→ **Text under study**
An inspiring question that often helps a woman awaken to her eating disorder healing path is this:
"If I used all the time, energy, skills, planning and strategy skills, intellectual and emotional involvement I devote to my eating disorder for something else, what could I do in life?"
This is often a staggering question. You may be shocked at the answer that occurs to you.
I've heard women respond, usually in a low murmuring voice with a hand over their mouths so I can barely hear. They say:
"I could run five fortune 500 companies."
"I could make a wonderful impact on the whole world." "
I could go back to school and finish my PhD." or law degree, or medical degree etc.).
"I could get out of this horrible relationship and support myself and my children."
"I could write my book....make my film.....design my clothes.....start and run my business..... create a school....."
"I could be free to find out what I really could do."
You get the idea. Vast options suddenly open to you if you've been living a limited life controlled by all that an eating disorder involves. And maybe those possibilities are real. Bulimia, anorexia, compulsive eating and overeating, binge eating, and purging take up a vast amount of physical, emotional and intellectual resources
When you genuinely look at everything you do, think, feel and say in a day that involves your eating disorder and then think about what you could do what that energy and those skills if you were free you get a glimpse of a new world. You know you could have useful and meaningful power and live a life of more joy in the world if you were free.
You don't know yet what you would do or how, but your response to the question is a moment of an emotional and physical sensation of freedom. You get a sense of what might be possible if all your resources were channeled toward something that makes your life worth living.

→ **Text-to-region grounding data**

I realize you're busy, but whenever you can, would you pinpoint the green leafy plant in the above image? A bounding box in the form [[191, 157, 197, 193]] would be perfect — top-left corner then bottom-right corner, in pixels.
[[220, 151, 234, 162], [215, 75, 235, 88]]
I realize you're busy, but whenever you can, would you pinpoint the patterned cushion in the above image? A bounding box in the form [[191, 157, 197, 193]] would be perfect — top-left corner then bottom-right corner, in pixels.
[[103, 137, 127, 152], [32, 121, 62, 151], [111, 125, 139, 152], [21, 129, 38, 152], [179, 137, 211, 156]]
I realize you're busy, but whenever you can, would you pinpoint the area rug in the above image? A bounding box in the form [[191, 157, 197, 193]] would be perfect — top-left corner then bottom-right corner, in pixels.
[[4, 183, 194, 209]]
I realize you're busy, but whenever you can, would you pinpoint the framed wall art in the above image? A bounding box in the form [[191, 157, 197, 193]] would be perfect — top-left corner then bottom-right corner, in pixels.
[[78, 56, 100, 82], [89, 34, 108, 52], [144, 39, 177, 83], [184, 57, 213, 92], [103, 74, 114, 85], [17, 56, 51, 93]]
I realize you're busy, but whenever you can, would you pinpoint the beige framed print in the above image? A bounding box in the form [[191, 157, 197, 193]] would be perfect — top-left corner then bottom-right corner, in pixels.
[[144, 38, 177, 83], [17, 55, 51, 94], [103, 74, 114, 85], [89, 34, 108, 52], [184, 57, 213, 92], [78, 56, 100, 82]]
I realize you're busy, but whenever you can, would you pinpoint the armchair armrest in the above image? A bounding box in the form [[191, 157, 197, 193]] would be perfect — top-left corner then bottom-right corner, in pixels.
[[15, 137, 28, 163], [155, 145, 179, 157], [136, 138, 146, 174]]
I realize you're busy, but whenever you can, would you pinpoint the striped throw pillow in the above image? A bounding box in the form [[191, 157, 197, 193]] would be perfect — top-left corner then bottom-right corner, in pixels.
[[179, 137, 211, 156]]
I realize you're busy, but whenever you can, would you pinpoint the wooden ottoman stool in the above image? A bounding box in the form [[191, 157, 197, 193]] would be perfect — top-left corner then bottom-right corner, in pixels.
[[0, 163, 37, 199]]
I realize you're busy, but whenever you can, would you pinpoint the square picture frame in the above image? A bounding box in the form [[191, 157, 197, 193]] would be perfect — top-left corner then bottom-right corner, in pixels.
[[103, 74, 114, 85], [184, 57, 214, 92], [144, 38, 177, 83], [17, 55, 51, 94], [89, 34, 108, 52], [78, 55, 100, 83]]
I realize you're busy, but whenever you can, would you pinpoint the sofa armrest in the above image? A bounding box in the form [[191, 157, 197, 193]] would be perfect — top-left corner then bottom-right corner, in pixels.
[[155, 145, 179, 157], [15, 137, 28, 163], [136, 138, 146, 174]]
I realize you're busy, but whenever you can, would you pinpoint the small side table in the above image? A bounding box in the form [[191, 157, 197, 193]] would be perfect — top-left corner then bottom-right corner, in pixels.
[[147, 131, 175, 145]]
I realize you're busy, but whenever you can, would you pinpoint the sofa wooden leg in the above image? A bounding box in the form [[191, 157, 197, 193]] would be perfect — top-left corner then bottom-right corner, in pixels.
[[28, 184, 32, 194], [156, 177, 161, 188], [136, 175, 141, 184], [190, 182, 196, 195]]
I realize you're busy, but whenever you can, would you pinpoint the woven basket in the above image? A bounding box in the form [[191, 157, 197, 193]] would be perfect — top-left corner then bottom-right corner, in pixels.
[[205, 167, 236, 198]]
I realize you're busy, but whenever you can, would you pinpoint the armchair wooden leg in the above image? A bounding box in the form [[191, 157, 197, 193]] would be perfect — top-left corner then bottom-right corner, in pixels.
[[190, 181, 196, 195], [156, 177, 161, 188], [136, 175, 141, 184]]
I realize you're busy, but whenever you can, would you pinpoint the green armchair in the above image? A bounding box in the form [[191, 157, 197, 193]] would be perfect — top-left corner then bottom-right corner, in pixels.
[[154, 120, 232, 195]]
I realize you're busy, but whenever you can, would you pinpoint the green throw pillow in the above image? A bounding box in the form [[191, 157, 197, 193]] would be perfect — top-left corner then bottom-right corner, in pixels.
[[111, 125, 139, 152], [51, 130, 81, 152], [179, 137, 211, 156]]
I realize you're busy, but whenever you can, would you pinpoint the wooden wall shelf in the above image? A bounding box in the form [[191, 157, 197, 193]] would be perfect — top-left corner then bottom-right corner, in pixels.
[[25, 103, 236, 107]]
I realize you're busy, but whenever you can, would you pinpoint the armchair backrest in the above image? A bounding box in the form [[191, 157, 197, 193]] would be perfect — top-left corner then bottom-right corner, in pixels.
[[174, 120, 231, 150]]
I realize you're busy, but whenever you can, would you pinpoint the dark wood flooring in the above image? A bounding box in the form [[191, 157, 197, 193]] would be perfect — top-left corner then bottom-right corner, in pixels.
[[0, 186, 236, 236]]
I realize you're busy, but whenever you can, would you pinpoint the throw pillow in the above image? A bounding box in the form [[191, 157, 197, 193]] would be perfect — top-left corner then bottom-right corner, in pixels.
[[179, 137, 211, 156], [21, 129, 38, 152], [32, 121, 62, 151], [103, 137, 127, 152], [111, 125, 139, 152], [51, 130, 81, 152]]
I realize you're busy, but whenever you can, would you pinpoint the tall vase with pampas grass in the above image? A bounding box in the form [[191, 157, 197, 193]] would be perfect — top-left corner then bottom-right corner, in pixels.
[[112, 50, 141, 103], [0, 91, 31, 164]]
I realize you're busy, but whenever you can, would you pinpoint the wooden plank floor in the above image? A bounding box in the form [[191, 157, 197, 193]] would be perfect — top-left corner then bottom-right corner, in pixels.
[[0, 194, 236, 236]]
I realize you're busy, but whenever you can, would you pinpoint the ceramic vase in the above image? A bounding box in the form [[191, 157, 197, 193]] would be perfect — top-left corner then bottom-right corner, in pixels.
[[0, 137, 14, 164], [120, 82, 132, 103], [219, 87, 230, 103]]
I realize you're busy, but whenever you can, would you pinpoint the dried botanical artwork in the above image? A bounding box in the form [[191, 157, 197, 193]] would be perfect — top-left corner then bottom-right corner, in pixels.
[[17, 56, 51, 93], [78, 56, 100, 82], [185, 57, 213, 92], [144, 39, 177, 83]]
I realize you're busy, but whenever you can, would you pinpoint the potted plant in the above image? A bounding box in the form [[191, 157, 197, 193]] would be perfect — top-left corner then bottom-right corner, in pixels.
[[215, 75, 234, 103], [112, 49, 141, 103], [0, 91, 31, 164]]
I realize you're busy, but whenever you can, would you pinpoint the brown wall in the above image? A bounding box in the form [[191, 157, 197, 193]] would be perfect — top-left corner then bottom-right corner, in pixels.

→ **Directions**
1 - Quote the passage on eating disorder healing word for word, covering everything from "You get the" down to "you were free.".
2 - Answer these questions using the passage on eating disorder healing:
(a) How do women usually speak when they respond to the question?
(b) What do bulimia, anorexia, and the other eating disorders listed take up a vast amount of?
(c) What kind of sensation does a person's response to the question bring?
The listing is separate material, unrelated to the passage on eating disorder healing.

→ **Answers by task**
1 -
You get the idea. Vast options suddenly open to you if you've been living a limited life controlled by all that an eating disorder involves. And maybe those possibilities are real. Bulimia, anorexia, compulsive eating and overeating, binge eating, and purging take up a vast amount of physical, emotional and intellectual resources
When you genuinely look at everything you do, think, feel and say in a day that involves your eating disorder and then think about what you could do what that energy and those skills if you were free you get a glimpse of a new world. You know you could have useful and meaningful power and live a life of more joy in the world if you were free.

2 -
(a) They usually speak in a low murmuring voice with a hand over their mouths.
(b) They take up a vast amount of physical, emotional and intellectual resources.
(c) It brings a moment of an emotional and physical sensation of freedom.